*EXERCISE GOAL*:
Every record here needs to be written out again exactly.

(Labeling and segmentation records)
[start]
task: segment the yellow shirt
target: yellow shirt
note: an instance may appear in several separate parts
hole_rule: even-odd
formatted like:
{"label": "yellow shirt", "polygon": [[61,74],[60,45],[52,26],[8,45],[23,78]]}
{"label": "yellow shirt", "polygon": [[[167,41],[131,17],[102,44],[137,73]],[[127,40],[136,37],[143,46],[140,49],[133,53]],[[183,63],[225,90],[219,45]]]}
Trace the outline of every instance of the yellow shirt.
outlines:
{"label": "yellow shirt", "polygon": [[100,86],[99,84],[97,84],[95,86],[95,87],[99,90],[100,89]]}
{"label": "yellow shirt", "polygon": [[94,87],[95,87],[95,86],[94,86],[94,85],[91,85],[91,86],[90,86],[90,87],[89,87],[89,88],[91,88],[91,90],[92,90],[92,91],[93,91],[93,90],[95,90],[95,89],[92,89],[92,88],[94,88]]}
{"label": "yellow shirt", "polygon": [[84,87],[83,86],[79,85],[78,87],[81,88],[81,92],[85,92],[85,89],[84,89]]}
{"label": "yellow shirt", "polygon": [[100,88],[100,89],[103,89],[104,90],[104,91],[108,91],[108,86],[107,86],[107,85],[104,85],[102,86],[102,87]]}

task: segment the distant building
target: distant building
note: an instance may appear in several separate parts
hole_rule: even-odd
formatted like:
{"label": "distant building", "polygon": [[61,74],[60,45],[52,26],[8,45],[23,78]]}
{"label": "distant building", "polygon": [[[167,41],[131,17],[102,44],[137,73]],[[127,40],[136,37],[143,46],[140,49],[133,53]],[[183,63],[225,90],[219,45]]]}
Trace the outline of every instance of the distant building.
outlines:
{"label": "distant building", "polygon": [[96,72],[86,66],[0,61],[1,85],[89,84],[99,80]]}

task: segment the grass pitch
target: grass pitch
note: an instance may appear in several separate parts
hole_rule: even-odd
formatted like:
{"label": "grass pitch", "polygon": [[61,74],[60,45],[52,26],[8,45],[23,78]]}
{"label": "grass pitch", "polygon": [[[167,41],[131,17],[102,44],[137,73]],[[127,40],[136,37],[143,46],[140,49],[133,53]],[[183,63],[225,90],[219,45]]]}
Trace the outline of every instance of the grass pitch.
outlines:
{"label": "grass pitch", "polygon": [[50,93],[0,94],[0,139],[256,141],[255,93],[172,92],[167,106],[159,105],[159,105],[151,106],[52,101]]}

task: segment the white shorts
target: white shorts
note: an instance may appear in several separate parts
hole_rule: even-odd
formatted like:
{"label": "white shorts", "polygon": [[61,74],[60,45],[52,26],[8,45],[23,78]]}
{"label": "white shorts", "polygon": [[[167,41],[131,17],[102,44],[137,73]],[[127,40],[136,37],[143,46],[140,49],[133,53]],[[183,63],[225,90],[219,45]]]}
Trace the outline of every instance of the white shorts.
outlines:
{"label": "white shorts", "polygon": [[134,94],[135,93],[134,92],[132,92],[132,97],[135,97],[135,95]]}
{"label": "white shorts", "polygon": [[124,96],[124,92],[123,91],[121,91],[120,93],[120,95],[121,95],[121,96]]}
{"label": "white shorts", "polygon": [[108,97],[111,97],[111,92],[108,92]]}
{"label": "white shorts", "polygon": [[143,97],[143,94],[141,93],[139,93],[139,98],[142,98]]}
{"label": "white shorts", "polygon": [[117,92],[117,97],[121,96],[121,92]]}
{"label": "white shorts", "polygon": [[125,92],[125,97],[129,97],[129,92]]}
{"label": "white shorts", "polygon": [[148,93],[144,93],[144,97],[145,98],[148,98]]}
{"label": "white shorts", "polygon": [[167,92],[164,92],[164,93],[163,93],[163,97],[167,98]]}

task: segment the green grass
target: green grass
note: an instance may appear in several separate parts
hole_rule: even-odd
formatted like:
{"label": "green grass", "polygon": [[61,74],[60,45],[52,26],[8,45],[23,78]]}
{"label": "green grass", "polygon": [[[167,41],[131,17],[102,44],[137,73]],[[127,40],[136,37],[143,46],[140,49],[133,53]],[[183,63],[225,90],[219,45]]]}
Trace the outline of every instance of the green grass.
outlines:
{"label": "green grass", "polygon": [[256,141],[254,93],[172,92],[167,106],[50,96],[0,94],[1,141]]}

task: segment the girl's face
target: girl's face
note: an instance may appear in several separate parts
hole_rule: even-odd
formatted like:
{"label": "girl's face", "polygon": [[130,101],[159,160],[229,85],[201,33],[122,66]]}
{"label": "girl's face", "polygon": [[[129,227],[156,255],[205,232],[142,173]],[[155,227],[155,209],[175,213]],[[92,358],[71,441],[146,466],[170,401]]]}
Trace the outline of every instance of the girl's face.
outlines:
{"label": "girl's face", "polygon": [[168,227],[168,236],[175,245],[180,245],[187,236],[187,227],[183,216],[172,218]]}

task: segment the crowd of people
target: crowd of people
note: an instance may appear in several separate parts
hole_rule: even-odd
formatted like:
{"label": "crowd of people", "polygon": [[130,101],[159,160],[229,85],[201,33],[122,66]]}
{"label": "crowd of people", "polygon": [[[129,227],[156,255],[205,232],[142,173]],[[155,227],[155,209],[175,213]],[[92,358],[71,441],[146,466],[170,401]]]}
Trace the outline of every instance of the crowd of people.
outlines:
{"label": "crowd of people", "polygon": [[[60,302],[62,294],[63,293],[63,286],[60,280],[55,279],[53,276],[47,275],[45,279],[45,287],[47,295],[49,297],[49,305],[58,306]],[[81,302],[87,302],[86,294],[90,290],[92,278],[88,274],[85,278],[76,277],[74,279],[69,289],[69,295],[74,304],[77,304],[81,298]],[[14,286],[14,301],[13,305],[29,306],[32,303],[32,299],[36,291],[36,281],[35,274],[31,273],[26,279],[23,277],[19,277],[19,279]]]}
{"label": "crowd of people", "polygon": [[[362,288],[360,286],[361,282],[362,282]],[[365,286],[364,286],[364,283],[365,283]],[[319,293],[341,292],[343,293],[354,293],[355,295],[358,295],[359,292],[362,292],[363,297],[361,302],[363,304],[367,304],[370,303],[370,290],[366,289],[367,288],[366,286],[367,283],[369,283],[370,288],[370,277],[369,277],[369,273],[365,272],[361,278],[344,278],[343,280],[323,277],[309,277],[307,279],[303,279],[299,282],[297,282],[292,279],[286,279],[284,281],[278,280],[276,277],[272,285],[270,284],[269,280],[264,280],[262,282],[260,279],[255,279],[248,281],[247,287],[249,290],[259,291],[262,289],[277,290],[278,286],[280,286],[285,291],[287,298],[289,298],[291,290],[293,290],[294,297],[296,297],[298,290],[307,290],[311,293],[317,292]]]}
[end]
*WRITTEN SOLUTION*:
task: segment the yellow shirt
target: yellow shirt
note: an instance may appear in several separate parts
hole_rule: even-odd
formatted like:
{"label": "yellow shirt", "polygon": [[61,74],[60,45],[52,26],[8,45],[23,78]]}
{"label": "yellow shirt", "polygon": [[[167,41],[131,17],[102,44],[137,73]],[[127,40],[136,37],[143,46],[140,49],[133,53]],[[183,63],[225,90],[219,45]]]}
Trace the outline of every instance of the yellow shirt.
outlines:
{"label": "yellow shirt", "polygon": [[100,86],[99,84],[97,84],[95,86],[95,87],[99,90],[100,89]]}
{"label": "yellow shirt", "polygon": [[94,87],[95,87],[95,86],[94,86],[94,85],[91,85],[91,86],[90,86],[90,87],[89,87],[89,88],[91,88],[91,90],[92,90],[92,91],[93,91],[93,90],[95,90],[95,89],[92,89],[92,88],[94,88]]}
{"label": "yellow shirt", "polygon": [[84,87],[83,86],[79,85],[78,87],[81,88],[81,92],[85,92],[85,89],[84,89]]}
{"label": "yellow shirt", "polygon": [[100,88],[100,89],[103,89],[104,90],[104,91],[108,91],[108,86],[107,86],[107,85],[104,85],[102,86],[102,87]]}

task: segment the distant building
target: distant building
note: an instance may appear in several separate parts
hole_rule: even-odd
formatted like:
{"label": "distant building", "polygon": [[61,74],[60,45],[52,26],[8,45],[23,78]]}
{"label": "distant building", "polygon": [[[167,41],[131,17],[102,44],[137,73]],[[127,40],[136,37],[143,46],[140,49],[133,53]],[[183,63],[225,90],[219,45]]]}
Trace the outline of every instance of the distant building.
outlines:
{"label": "distant building", "polygon": [[96,72],[86,66],[0,61],[1,85],[89,84],[99,80]]}

task: segment the grass pitch
target: grass pitch
note: an instance may appear in several separate parts
hole_rule: even-odd
formatted like:
{"label": "grass pitch", "polygon": [[61,74],[60,45],[52,26],[8,45],[23,78]]}
{"label": "grass pitch", "polygon": [[[167,41],[131,17],[102,44],[137,73]],[[127,40],[136,37],[143,46],[140,49],[133,53]],[[183,63],[225,90],[219,45]]]}
Trace the outline of every instance of the grass pitch.
outlines:
{"label": "grass pitch", "polygon": [[50,93],[0,94],[0,139],[256,141],[255,93],[172,92],[167,106],[159,105],[159,105],[151,106],[52,101]]}

task: segment the white shorts
target: white shorts
note: an instance may appear in several separate parts
hole_rule: even-odd
formatted like:
{"label": "white shorts", "polygon": [[61,74],[60,45],[52,26],[8,45],[23,78]]}
{"label": "white shorts", "polygon": [[[167,41],[131,17],[102,44],[137,73]],[[127,40],[136,37],[143,46],[140,49],[133,53]],[[183,63],[225,90],[219,45]]]}
Trace the outline of every instance of the white shorts.
outlines:
{"label": "white shorts", "polygon": [[134,94],[135,93],[134,92],[132,92],[132,97],[135,97],[135,95]]}
{"label": "white shorts", "polygon": [[124,96],[124,92],[123,91],[121,91],[120,93],[120,95],[121,95],[121,96]]}
{"label": "white shorts", "polygon": [[108,97],[111,97],[111,92],[108,92]]}
{"label": "white shorts", "polygon": [[143,97],[143,94],[141,93],[139,93],[139,98],[142,98]]}
{"label": "white shorts", "polygon": [[117,92],[117,97],[121,96],[121,92]]}
{"label": "white shorts", "polygon": [[125,92],[125,97],[129,97],[129,92]]}
{"label": "white shorts", "polygon": [[148,93],[144,93],[144,97],[145,98],[148,98]]}
{"label": "white shorts", "polygon": [[167,92],[164,92],[164,93],[163,93],[163,97],[167,98]]}

task: segment the green grass
target: green grass
note: an instance may appear in several separate parts
hole_rule: even-odd
formatted like:
{"label": "green grass", "polygon": [[61,74],[60,45],[52,26],[8,45],[23,78]]}
{"label": "green grass", "polygon": [[[167,41],[131,17],[102,44],[137,73]],[[127,40],[136,37],[143,46],[140,49],[133,53]],[[183,63],[225,90],[219,45]]]}
Trace the outline of every instance of the green grass.
outlines:
{"label": "green grass", "polygon": [[256,141],[254,93],[172,92],[167,106],[50,96],[0,94],[1,141]]}

task: segment the girl's face
target: girl's face
note: an instance may appear in several separate parts
hole_rule: even-odd
formatted like:
{"label": "girl's face", "polygon": [[130,101],[159,160],[229,85],[201,33],[122,66]]}
{"label": "girl's face", "polygon": [[[129,227],[156,255],[205,232],[142,173]],[[155,227],[155,209],[175,213]],[[92,358],[71,441],[146,466],[170,401]]]}
Trace the outline of every instance of the girl's face.
outlines:
{"label": "girl's face", "polygon": [[168,227],[168,236],[175,245],[180,245],[187,236],[187,227],[183,216],[172,218]]}

task: segment the crowd of people
target: crowd of people
note: an instance may appear in several separate parts
hole_rule: even-odd
formatted like:
{"label": "crowd of people", "polygon": [[130,101],[159,160],[229,85],[201,33],[122,66]]}
{"label": "crowd of people", "polygon": [[[129,227],[156,255],[205,232],[142,173]],[[155,227],[155,209],[175,213]],[[92,358],[71,441],[146,466],[170,401]]]}
Trace the outline of every instance of the crowd of people.
outlines:
{"label": "crowd of people", "polygon": [[[60,302],[62,294],[63,293],[63,286],[60,280],[55,279],[53,276],[47,275],[45,279],[45,287],[47,295],[49,297],[49,305],[58,306]],[[81,302],[87,302],[86,294],[90,290],[92,278],[88,274],[85,278],[76,277],[74,279],[69,289],[69,295],[74,304],[77,304],[81,298]],[[14,286],[14,301],[13,305],[29,306],[32,303],[32,299],[36,291],[36,281],[35,274],[31,273],[26,279],[23,277],[19,277],[19,279]]]}
{"label": "crowd of people", "polygon": [[[362,288],[360,286],[361,282],[362,282]],[[365,286],[364,286],[364,283],[365,283]],[[319,293],[341,292],[343,293],[354,293],[355,295],[358,295],[359,292],[362,292],[363,297],[361,302],[363,304],[367,304],[370,303],[370,290],[366,289],[367,288],[366,286],[367,283],[369,283],[370,288],[370,277],[369,277],[369,273],[365,272],[361,278],[344,278],[343,280],[323,277],[309,277],[307,279],[303,279],[299,282],[297,282],[292,279],[286,279],[284,281],[278,280],[276,277],[272,285],[270,284],[269,280],[264,280],[262,282],[260,279],[255,279],[248,281],[247,287],[249,290],[259,291],[262,289],[277,290],[278,286],[280,286],[285,291],[287,298],[289,298],[291,290],[293,290],[294,297],[296,297],[298,290],[307,290],[311,293],[317,292]]]}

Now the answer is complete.